Stored dataset items:
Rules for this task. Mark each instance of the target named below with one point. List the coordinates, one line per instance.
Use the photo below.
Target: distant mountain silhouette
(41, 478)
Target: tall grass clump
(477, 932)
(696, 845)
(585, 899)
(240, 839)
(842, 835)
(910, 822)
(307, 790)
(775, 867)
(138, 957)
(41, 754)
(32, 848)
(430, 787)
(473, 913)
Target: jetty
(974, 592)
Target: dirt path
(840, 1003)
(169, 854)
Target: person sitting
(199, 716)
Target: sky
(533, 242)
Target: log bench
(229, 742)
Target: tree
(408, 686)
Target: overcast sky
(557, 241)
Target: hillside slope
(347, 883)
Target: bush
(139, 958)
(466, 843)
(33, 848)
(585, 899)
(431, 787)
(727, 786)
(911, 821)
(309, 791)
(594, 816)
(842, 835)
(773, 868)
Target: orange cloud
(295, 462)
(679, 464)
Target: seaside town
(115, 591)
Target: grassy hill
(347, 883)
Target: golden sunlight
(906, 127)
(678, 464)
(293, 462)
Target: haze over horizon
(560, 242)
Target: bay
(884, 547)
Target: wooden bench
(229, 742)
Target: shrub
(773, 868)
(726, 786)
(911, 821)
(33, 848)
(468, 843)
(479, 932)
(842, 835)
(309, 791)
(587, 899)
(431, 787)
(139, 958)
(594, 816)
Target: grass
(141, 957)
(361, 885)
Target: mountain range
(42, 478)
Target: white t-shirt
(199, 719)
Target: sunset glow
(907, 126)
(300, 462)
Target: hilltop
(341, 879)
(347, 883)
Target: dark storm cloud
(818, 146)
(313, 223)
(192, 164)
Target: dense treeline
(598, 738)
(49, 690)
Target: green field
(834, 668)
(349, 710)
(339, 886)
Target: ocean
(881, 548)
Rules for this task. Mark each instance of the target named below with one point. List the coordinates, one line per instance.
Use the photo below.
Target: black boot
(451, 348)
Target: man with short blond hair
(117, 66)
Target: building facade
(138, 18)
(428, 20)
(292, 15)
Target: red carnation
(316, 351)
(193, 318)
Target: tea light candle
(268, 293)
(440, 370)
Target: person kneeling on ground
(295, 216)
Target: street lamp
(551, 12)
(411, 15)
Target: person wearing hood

EXERCISE REQUIREMENTS
Print exactly the stretch of lines beginning with the one that holds "Target: sky" and ending at the last line above.

COMPLETED EXERCISE
Target: sky
(533, 242)
Target: log bench
(229, 742)
Target: tree
(408, 686)
Target: overcast sky
(557, 241)
Target: hillside slope
(347, 883)
Target: bush
(139, 958)
(466, 843)
(33, 848)
(585, 899)
(431, 787)
(727, 786)
(911, 821)
(309, 791)
(594, 816)
(842, 835)
(773, 868)
Target: orange cloud
(295, 462)
(679, 464)
Target: seaside town
(115, 591)
Target: grassy hill
(347, 883)
Target: golden sunlight
(906, 127)
(678, 464)
(293, 462)
Target: haze over horizon
(560, 242)
Target: bay
(884, 547)
Target: wooden bench
(229, 742)
Target: shrub
(773, 868)
(726, 786)
(911, 821)
(33, 848)
(468, 843)
(479, 932)
(842, 835)
(309, 791)
(587, 899)
(431, 787)
(139, 958)
(594, 816)
Target: grass
(141, 957)
(361, 885)
Target: mountain range
(42, 478)
Target: white t-shirt
(199, 719)
Target: sunset glow
(907, 126)
(300, 462)
Target: hilltop
(341, 879)
(347, 883)
Target: dark storm cloud
(818, 146)
(313, 223)
(192, 164)
Target: dense treeline
(598, 738)
(49, 690)
Target: green field
(834, 668)
(349, 710)
(339, 886)
Target: ocean
(881, 548)
Rules for this task. Mark each instance of the target named below with one point. List the coordinates, one line per instance.
Use the photo below.
Target: black boot
(451, 348)
Target: man with short blond hair
(117, 66)
Target: building facade
(138, 18)
(428, 20)
(292, 15)
Target: red carnation
(316, 351)
(193, 318)
Target: tea light candle
(268, 293)
(440, 370)
Target: person kneeling on ground
(295, 216)
Target: street lamp
(551, 12)
(411, 15)
Target: person wearing hood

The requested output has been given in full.